TRY IT
Output the data verbatim, minus the images.

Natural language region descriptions
==============================

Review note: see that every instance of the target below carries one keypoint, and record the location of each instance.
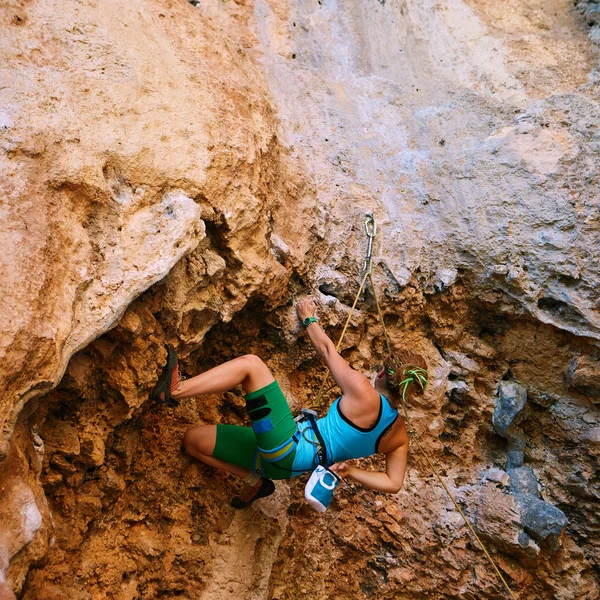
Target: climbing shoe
(261, 490)
(169, 380)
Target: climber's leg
(239, 443)
(249, 371)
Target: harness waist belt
(311, 417)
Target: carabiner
(370, 226)
(371, 231)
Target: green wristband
(306, 322)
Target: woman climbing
(363, 421)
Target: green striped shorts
(272, 426)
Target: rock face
(180, 173)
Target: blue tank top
(343, 439)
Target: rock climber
(363, 421)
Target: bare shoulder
(396, 438)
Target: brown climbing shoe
(261, 490)
(169, 380)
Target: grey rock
(544, 522)
(583, 375)
(510, 401)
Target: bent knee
(253, 361)
(200, 440)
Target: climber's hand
(341, 469)
(306, 308)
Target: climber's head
(403, 376)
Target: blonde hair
(406, 375)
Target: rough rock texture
(181, 173)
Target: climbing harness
(307, 421)
(416, 373)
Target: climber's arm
(351, 382)
(390, 482)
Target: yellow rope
(368, 273)
(322, 390)
(413, 434)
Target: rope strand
(368, 269)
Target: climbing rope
(371, 230)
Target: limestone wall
(181, 174)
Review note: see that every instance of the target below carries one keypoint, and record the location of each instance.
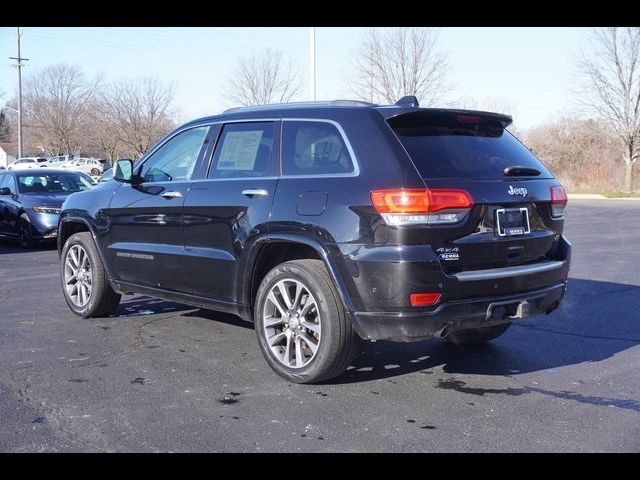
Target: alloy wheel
(291, 323)
(78, 277)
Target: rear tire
(306, 337)
(85, 283)
(474, 336)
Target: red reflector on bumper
(424, 299)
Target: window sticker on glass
(239, 150)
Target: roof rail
(328, 103)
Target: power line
(19, 59)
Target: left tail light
(422, 206)
(558, 201)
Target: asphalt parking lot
(161, 376)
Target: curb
(596, 196)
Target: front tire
(85, 283)
(303, 329)
(475, 336)
(26, 232)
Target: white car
(60, 160)
(87, 165)
(28, 162)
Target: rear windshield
(448, 149)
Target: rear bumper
(455, 315)
(382, 279)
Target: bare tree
(262, 79)
(54, 101)
(400, 61)
(611, 69)
(583, 154)
(138, 113)
(102, 136)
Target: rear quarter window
(314, 148)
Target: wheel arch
(71, 225)
(275, 249)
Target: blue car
(31, 201)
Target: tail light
(558, 201)
(421, 206)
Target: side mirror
(123, 171)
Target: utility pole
(312, 61)
(19, 61)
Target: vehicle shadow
(595, 321)
(141, 305)
(11, 245)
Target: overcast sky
(528, 71)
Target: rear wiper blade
(517, 170)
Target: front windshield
(52, 183)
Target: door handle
(171, 194)
(255, 192)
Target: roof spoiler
(396, 115)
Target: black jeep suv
(326, 222)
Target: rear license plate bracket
(512, 221)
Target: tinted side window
(311, 148)
(244, 150)
(176, 159)
(8, 181)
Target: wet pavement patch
(229, 398)
(460, 386)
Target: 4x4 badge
(517, 191)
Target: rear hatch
(513, 220)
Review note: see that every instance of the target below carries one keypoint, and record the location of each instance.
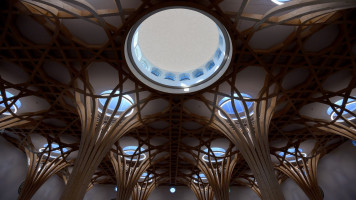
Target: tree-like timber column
(129, 167)
(144, 188)
(302, 169)
(250, 181)
(41, 166)
(248, 130)
(202, 190)
(100, 130)
(217, 170)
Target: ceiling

==============================

RESULT FOR THIS EXERCISE
Review note: see that every instance of the target below carries one keypoint, and record the location of each instance.
Target: climbing shoe
(261, 490)
(169, 380)
Target: climber's leg
(239, 443)
(249, 371)
Target: harness waist belt
(311, 417)
Target: carabiner
(370, 226)
(371, 231)
Target: green wristband
(306, 322)
Target: woman climbing
(363, 421)
Target: green striped shorts
(272, 426)
Target: rock face
(180, 173)
Target: blue tank top
(343, 439)
Target: rock climber
(363, 421)
Target: bare shoulder
(396, 438)
Target: brown climbing shoe
(261, 490)
(169, 380)
Target: grey rock
(544, 522)
(583, 375)
(510, 401)
Target: bent knee
(253, 361)
(200, 440)
Target: climber's hand
(341, 469)
(306, 308)
Target: climber's head
(403, 376)
Target: blonde hair
(406, 375)
Target: rough rock texture
(181, 173)
Target: climbing harness
(307, 421)
(416, 373)
Target: climber's arm
(351, 382)
(390, 482)
Target: yellow rope
(368, 273)
(322, 390)
(413, 434)
Target: rope strand
(368, 269)
Target: climbing rope
(371, 230)
Target: limestone wall
(181, 174)
Review note: see that every instance of the target below carries one keypoint, and record the location of each instance.
Target: alloy wheel
(291, 323)
(78, 277)
Target: rear tire
(306, 337)
(85, 283)
(474, 336)
Target: red reflector on bumper
(424, 299)
Target: window sticker on glass
(239, 150)
Target: roof rail
(328, 103)
Target: power line
(19, 59)
Target: left tail light
(422, 206)
(558, 201)
Target: asphalt parking lot
(161, 376)
Target: curb
(596, 196)
Target: front tire
(85, 283)
(303, 329)
(475, 336)
(26, 232)
Target: white car
(60, 160)
(87, 165)
(28, 162)
Target: rear windshield
(448, 149)
Target: rear bumper
(455, 315)
(382, 279)
Target: bare tree
(262, 79)
(54, 101)
(400, 61)
(611, 69)
(583, 154)
(138, 113)
(102, 136)
Target: rear quarter window
(314, 148)
Target: wheel arch
(71, 225)
(275, 249)
Target: blue car
(31, 201)
Target: tail light
(558, 201)
(421, 206)
Target: side mirror
(123, 171)
Target: utility pole
(312, 61)
(19, 61)
Target: vehicle shadow
(595, 321)
(141, 305)
(11, 245)
Target: overcast sky
(528, 71)
Target: rear wiper blade
(517, 170)
Target: front windshield
(52, 183)
Target: door handle
(171, 194)
(255, 192)
Target: roof spoiler
(396, 115)
Target: black jeep suv
(326, 222)
Target: rear license plate bracket
(512, 221)
Target: tinted side window
(311, 148)
(244, 150)
(176, 159)
(8, 181)
Target: wet pavement patch
(229, 398)
(460, 386)
Target: 4x4 badge
(517, 191)
Target: rear hatch
(513, 220)
Review note: see that every instance of the target below carries one keypoint, and record the location of each instance.
Target: tree-like timber column
(129, 167)
(144, 188)
(302, 169)
(250, 181)
(41, 166)
(248, 130)
(202, 190)
(100, 130)
(217, 170)
Target: ceiling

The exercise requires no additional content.